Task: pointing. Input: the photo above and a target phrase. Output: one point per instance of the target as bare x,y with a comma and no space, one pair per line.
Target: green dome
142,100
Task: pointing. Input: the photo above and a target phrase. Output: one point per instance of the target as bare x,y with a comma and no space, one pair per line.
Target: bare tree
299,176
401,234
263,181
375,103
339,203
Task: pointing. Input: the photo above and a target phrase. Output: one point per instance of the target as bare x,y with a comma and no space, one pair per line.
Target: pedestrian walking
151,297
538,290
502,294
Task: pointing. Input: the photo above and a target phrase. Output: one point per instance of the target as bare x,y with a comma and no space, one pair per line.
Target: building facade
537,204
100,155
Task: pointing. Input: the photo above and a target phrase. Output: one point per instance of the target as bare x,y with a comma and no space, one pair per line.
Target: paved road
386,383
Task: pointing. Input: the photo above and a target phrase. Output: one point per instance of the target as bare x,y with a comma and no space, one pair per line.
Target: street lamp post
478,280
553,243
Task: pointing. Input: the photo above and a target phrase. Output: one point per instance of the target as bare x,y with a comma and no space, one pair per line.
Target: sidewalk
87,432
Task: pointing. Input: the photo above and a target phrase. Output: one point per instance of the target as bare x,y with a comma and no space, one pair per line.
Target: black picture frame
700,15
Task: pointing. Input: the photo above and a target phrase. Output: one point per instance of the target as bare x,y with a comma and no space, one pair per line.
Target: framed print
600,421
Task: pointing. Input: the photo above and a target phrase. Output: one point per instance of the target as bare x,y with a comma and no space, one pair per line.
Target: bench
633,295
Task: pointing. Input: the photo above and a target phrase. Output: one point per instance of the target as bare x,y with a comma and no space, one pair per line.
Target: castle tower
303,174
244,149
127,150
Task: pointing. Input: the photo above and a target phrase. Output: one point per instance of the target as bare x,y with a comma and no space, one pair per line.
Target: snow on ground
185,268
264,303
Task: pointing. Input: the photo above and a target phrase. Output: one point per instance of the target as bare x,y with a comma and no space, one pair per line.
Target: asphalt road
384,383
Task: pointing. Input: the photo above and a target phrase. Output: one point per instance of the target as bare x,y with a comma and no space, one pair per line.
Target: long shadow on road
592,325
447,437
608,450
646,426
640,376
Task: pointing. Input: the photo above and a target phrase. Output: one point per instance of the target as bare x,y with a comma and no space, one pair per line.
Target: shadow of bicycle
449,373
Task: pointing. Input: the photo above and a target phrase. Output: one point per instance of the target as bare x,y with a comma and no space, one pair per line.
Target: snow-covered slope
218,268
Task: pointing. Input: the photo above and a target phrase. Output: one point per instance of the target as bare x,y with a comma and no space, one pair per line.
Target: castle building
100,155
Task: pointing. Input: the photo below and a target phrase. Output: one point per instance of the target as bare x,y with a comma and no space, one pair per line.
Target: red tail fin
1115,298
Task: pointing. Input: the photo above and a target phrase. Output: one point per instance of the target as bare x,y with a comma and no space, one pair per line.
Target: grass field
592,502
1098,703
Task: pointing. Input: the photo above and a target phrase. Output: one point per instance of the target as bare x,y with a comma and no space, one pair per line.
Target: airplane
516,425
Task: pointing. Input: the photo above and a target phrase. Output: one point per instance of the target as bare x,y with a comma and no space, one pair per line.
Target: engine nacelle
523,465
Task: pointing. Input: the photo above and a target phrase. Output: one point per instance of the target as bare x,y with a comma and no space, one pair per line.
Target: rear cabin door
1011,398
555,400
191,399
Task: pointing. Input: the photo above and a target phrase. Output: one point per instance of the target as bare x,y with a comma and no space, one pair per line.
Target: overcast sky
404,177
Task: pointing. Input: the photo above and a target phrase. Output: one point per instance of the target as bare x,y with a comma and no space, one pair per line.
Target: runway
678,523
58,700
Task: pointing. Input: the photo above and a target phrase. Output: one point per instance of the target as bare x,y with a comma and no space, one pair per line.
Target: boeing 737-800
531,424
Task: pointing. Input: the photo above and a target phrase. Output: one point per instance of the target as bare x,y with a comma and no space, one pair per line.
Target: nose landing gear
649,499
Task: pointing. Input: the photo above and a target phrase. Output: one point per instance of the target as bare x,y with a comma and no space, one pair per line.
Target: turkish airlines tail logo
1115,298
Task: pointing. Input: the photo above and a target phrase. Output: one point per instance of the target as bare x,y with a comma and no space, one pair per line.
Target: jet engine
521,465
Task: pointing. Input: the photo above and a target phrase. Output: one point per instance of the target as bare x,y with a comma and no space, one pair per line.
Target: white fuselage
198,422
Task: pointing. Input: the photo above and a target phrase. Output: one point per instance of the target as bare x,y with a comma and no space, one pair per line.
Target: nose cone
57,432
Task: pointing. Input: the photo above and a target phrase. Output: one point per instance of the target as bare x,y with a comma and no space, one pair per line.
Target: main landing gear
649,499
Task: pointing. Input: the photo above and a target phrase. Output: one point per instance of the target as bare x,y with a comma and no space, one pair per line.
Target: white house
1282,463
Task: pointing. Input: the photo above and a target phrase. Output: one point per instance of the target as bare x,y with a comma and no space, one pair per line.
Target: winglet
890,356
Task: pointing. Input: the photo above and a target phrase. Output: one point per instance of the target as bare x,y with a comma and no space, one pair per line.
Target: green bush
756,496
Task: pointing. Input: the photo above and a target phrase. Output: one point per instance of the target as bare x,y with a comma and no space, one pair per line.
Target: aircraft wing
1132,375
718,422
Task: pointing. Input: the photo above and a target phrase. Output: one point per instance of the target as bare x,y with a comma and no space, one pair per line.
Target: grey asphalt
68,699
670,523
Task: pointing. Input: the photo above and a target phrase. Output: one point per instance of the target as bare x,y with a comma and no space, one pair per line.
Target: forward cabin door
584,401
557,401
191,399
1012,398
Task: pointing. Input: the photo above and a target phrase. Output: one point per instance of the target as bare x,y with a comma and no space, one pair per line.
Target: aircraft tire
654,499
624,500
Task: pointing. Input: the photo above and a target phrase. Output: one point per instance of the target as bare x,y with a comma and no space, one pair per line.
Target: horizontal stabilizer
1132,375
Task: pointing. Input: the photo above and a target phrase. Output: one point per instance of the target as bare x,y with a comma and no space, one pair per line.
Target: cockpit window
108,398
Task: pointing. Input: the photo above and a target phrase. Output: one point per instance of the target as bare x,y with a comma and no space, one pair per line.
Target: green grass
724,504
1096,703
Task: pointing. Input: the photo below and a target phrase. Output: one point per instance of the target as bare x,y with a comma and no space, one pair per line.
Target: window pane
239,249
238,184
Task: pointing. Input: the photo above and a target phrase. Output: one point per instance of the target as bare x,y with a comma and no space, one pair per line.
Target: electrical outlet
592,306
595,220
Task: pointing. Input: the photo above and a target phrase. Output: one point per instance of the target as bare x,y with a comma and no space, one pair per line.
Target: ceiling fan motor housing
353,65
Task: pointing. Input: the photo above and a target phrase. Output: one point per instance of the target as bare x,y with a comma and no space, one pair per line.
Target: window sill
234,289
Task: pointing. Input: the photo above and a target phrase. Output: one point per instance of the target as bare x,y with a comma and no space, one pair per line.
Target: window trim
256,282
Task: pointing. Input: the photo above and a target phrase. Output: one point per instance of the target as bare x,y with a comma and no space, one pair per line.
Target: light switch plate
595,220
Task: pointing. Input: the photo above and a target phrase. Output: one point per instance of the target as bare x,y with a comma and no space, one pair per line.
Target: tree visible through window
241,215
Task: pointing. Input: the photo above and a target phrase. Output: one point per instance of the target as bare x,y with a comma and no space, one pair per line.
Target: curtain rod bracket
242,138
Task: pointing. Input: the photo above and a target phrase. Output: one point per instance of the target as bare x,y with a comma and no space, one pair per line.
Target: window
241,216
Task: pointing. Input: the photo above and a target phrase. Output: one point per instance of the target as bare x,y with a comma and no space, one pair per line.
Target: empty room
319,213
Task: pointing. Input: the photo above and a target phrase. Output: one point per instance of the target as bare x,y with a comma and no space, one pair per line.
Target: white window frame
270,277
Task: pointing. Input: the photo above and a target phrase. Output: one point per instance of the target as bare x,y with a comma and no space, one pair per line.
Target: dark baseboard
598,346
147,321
**********
§ **What you are asked to do**:
An exact repeat of the lines from the one containing "Target: light switch plate" through the final line of the entries is the whole answer.

§ **Task answer**:
Target: light switch plate
595,220
Task: pointing. Input: the photo above and a target phrase. Output: one point per instance of the target as bare x,y with a comma and no space, one pair per line.
Target: tree visible through window
241,215
Task: pointing. Input: the photo above and a target phrase. Output: one point per instance of the target as bare x,y with a comma and no space, one pair per line.
Target: curtain rod bracket
242,138
Task: pointing. Input: the photo above and a target phrase. Output: one point per instance of the target as bare x,y with a comma and no space, one pair per line.
Target: window
241,216
Task: pointing. Input: the photo above and a target phrase. Output: one point per instance of the target as bare x,y with a comma and no space, one pair per line.
Target: empty room
319,213
Task: pointing. Input: the photo above and a target phrase. Output: one point per instance of the target as bare x,y with a comma and no space, one pair per line.
Target: white window frame
270,277
Task: pointing. Input: the photo above and a target phrase. Output: one point per instance of the target as bare x,y with a comma and no space, one pair per line.
Target: dark baseboard
598,346
147,321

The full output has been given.